_Text excerpt_
━━━

III. HOW MUCH LEGISLATIVE INTENT IS ENOUGH?

 

  Once the interpretation is 'entrenched,' Professor Koplow asserts,  '[t]he Executive's attempt to reinterpret established aspects of a treaty is an unconstitutional usurpation of power.' [FN60] Quite aside from the constitutionally flawed nature of Koplow's basic assumption, to wit, the permissibility of asymmetrical domestic and international obligations, his scheme for determining whether a particular 'interpretation' has become 'entrenched,' and therefore a part of domestic law, is also very problematic. No attempt will be made here to analyze each of Professor Koplow's eight factors to be considered in determining whether a particular interpretation has become entrenched. [FN61] Admittedly, he states that none would be necessarily dispositive alone. It is evident, however, that in his view some are more influential than others. First, Professor Koplow places particular emphasis upon the statements made during the debate on the treaty by 'key Senators,' stating that if they paid particular attention to the matter in question, and if it seemed to be an important factor inf their decisions how to vote, then this understanding 'should be more entrenched in the law.' [FN62] Here it is possible to draw 'meaningful inferences' casual comments and even from silence itself: 'a very small number of explicit comments . . . should be powerful *1502 evidence.' [FN63]

 

  Unfortunately, Professor Koplow's method fails to take account of how legal obligations actually are brought into being. According to Koplow's statutory interpretation method, '[i]f Congress had a specific intention and a court can deduce from these secondary sources what that intent was, then that intent is binding and becomes part of the statute or treaty.' [FN64] This purely subjective approach to statutory interpretation ignores the realities, not to mention the legalities, of the legislative process. Even if intent can be proven beyond all doubt, it does not control. It is the actual language of the enacted legislation that is the law, not the unenacted intent of the legislators. [FN65] Koplow's infatuation with legislative history admirably points to the very reason that courts are wary of its use and proceed cautiously. Under the best of circumstances, as Justice Scalia aptly noted, legislative history is a 'frail substitute for bicameral vote upon the text of a law and its presentment to the President.' [FN66]

 

  Moreover, ordinarily legislative history is far from clear and is often contradictory. As Justice Jackson once observed, '[i]t is a poor cause that cannot find some plausible support in legislative history.' [FN67] Indeed, the assumption underlying the use of all legislative history is that it may reflect legislative intent. This further presumes that there was some 'intent' upon a particular issue. As in the case of the ABM Treaty, however, when a subsequent controversy arises it is probably precisely because the Senate did not address the particular issue. An analysis following Professor Koplow's theory then must search for a few fragments of legislative history and ultimately is reduced to reliance upon the views of a few isolated members.

 

  Clearly, the individual statements of a few Senators, however much they may care about the point in issue or however much they may repeat their views for the record, are not dispositive or even very helpful. Only the Senate as a whole, or at least two‑thirds of that body, can insist that a reservation or an understanding be attached to a treaty. Here Professor Koplow's system appears to exalt the opinions and *1503 wishes of individual Senators over that of the entire chamber, views that may well have been rejected by their colleagues. As Judge Alex Kozinski of the United States Court of Appeals for the Ninth Circuit wrote not long ago, '[s]tray comments by individual legislators, not otherwise supported by statutory language or committee reports, cannot be attributed to the full body that voted on the bill. The opposite inference is far more likely.' [FN68]

 

  The second of Professor Koplow's factors is statements made to the Senate by Executive Branch witnesses during the ratification process. These, Professor Koplow notes, 'can be especially compelling in generating a senatorial understanding or interpretation.' [FN69] Both the formal section‑by‑section analysis presented to the Senate and informal statements such as the statements of outside experts will be important. Again, this reverts to an estoppel argument.

━━━

_Data shown_
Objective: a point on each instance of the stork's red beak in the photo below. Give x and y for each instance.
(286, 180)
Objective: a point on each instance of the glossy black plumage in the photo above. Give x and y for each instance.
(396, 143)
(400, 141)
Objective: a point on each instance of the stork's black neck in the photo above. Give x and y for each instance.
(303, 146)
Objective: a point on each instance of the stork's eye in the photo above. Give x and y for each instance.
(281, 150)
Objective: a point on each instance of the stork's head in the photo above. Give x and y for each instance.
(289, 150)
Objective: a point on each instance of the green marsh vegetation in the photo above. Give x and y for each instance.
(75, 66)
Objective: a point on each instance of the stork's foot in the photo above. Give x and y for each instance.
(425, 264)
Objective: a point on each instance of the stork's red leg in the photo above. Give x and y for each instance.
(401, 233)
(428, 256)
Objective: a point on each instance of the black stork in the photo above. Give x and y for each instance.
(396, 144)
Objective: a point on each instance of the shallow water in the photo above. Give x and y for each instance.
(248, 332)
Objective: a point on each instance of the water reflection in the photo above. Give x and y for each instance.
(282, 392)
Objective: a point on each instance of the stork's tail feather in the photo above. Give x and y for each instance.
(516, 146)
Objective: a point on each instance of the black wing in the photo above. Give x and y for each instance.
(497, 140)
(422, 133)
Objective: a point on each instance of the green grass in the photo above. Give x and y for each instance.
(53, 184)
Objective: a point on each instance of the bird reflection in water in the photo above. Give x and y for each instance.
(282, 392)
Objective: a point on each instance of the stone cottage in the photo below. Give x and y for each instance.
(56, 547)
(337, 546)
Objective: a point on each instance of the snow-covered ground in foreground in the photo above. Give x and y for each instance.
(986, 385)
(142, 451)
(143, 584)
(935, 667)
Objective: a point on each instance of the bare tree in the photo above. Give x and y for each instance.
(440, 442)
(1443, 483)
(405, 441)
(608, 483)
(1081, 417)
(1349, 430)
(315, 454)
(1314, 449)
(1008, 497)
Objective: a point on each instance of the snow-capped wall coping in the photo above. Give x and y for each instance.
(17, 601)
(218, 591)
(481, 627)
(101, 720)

━━━

_Exercises to complete_
[1] Decide whether each statement agrees with the legislative intent excerpt. Answer yes or no for each and quote the deciding words of the excerpt.
(a) Koplow says that none of his eight factors would necessarily be dispositive alone.
(b) Justice Jackson described legislative history as a frail substitute for a bicameral vote.
(c) Alex Kozinski was a judge of the United States Court of Appeals for the Ninth Circuit.
[2] Please reproduce the legislative intent excerpt word for word from "The second of" to "an estoppel argument.".
[3] Translate this sentence from the legislative intent excerpt into Spanish: "It is the actual language of the enacted legislation that is the law, not the unenacted intent of the legislators."
The material has no role in this exercise.

_Task responses_
[1]
(a) Yes: "he states that none would be necessarily dispositive alone."
(b) No: "as Justice Scalia aptly noted, legislative history is a 'frail substitute for bicameral vote upon the text of a law and its presentment to the President.'"
(c) Yes: "Judge Alex Kozinski of the United States Court of Appeals for the Ninth Circuit"

[2]
The second of Professor Koplow's factors is statements made to the Senate by Executive Branch witnesses during the ratification process. These, Professor Koplow notes, 'can be especially compelling in generating a senatorial understanding or interpretation.' [FN69] Both the formal section‑by‑section analysis presented to the Senate and informal statements such as the statements of outside experts will be important. Again, this reverts to an estoppel argument.

[3] Es el lenguaje efectivo de la legislación promulgada lo que constituye la ley, no la intención no promulgada de los legisladores.